─── Extracted text

My drug of choice is writing--writing, art, reading, inspiration, books, creativity, process, craft, blogging, grammar, linguistics, and did I mention writing?

Saturday, October 31, 2020

Best CREEPY Dystopia (Our Poll is Live! Come vote!)

What is the best creepy dystopian book (or series)? Our latest poll is live! Come vote! 

In honor of Halloween (since we did horror just last year) I give you the creepy dystopias. Not the uplifting ones with the plucky resistance carrying anachronistic weapons into modern day battlefields, but the ones with the slow burn reveal that something deeply disturbing is going on and the longer you read, the more dystopian things get. From your nominations the eight titles with the most "seconds" have been assembled.

──────
─── Recorded data

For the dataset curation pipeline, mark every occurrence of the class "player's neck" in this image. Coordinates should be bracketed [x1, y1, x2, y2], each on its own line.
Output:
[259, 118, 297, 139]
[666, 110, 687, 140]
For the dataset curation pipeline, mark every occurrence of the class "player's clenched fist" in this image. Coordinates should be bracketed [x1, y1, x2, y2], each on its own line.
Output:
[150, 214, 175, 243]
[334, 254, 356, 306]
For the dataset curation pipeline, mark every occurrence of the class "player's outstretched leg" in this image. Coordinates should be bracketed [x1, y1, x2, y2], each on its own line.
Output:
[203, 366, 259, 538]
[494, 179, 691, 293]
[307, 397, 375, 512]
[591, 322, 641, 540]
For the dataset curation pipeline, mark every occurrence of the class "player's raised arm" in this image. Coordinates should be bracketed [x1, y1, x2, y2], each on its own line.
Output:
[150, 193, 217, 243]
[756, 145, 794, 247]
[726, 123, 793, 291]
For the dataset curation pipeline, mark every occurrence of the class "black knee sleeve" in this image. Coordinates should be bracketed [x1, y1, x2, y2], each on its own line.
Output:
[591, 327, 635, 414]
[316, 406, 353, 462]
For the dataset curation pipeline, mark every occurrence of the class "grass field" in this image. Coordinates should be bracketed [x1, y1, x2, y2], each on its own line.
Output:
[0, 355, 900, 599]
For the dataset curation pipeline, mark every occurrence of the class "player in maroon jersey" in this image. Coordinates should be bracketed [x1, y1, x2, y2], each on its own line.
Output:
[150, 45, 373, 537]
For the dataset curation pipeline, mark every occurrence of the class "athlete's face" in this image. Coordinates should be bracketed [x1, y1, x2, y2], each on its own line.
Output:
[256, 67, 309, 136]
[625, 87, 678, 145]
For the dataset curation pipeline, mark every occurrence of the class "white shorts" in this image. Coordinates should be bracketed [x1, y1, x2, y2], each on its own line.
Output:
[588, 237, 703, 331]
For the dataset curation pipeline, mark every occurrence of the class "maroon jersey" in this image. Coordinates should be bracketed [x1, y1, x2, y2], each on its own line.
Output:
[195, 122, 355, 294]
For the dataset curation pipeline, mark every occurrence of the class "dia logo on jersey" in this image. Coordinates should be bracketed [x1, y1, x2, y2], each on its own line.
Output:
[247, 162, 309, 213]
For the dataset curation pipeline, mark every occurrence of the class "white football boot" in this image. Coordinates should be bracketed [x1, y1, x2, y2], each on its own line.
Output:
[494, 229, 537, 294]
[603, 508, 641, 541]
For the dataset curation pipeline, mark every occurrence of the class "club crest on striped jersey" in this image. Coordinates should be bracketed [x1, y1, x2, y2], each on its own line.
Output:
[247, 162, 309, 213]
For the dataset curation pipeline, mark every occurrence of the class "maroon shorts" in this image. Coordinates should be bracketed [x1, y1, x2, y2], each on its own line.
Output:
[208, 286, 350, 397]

──────

Could you copy out the whole blog post about the creepy dystopia poll word for word? The lines above are separate material and have nothing to do with the blog post.

My drug of choice is writing--writing, art, reading, inspiration, books, creativity, process, craft, blogging, grammar, linguistics, and did I mention writing?

Saturday, October 31, 2020

Best CREEPY Dystopia (Our Poll is Live! Come vote!)

What is the best creepy dystopian book (or series)? Our latest poll is live! Come vote! 

In honor of Halloween (since we did horror just last year) I give you the creepy dystopias. Not the uplifting ones with the plucky resistance carrying anachronistic weapons into modern day battlefields, but the ones with the slow burn reveal that something deeply disturbing is going on and the longer you read, the more dystopian things get. From your nominations the eight titles with the most "seconds" have been assembled.